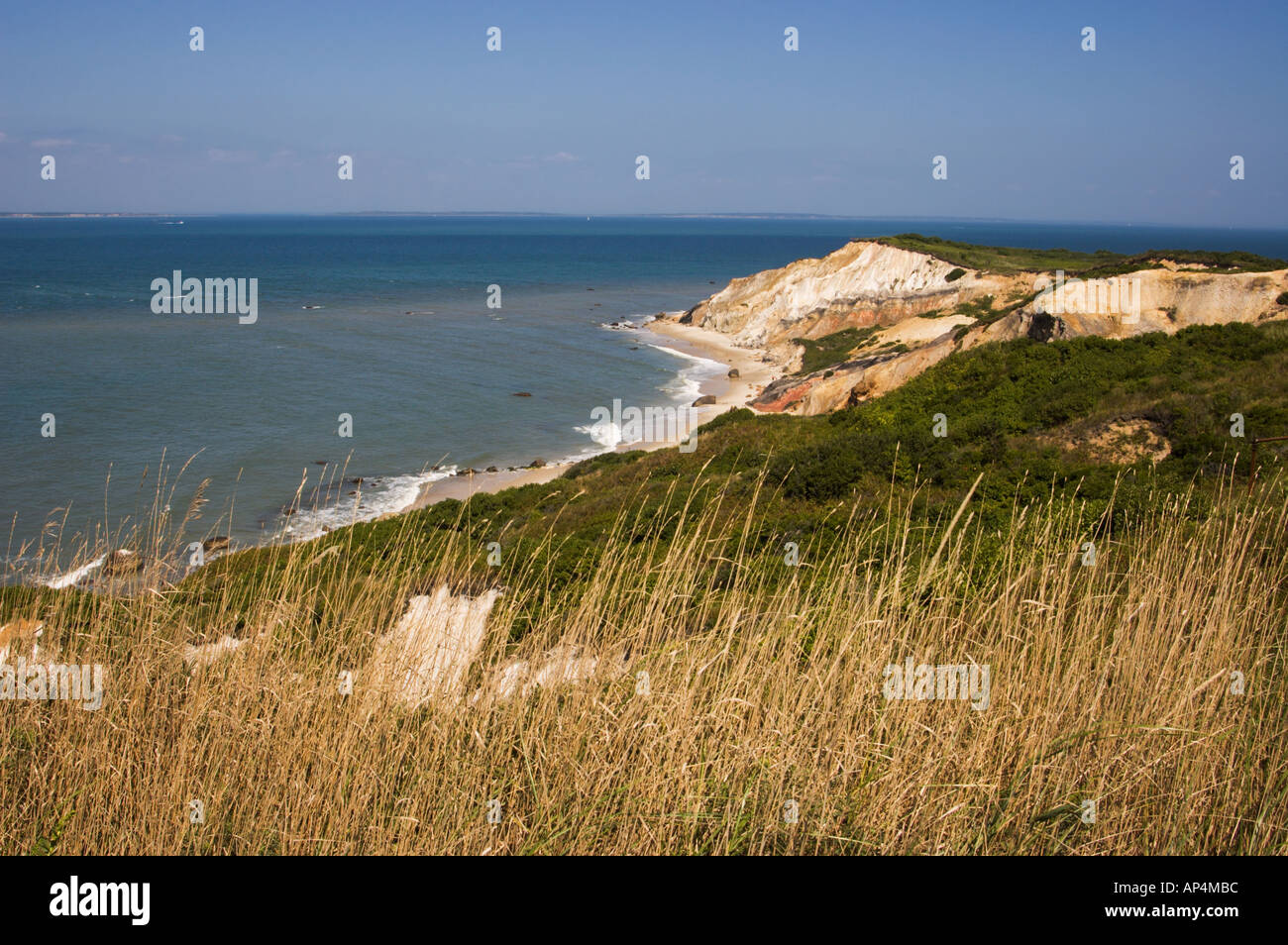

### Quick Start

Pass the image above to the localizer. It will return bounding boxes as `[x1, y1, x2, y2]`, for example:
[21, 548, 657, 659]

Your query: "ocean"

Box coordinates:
[0, 215, 1288, 571]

### [Exercise requirements]
Rewrite the material with "localizer" changed to "detector" and everything else identical. Leave the pictures out.

### [Response to this exercise]
### Quick Start

Pass the image above to the detector. It will return bounding boxes as `[x1, y1, x2, y2]`, for example:
[21, 548, 657, 659]

Your query: "ocean"

Box coordinates:
[0, 215, 1288, 571]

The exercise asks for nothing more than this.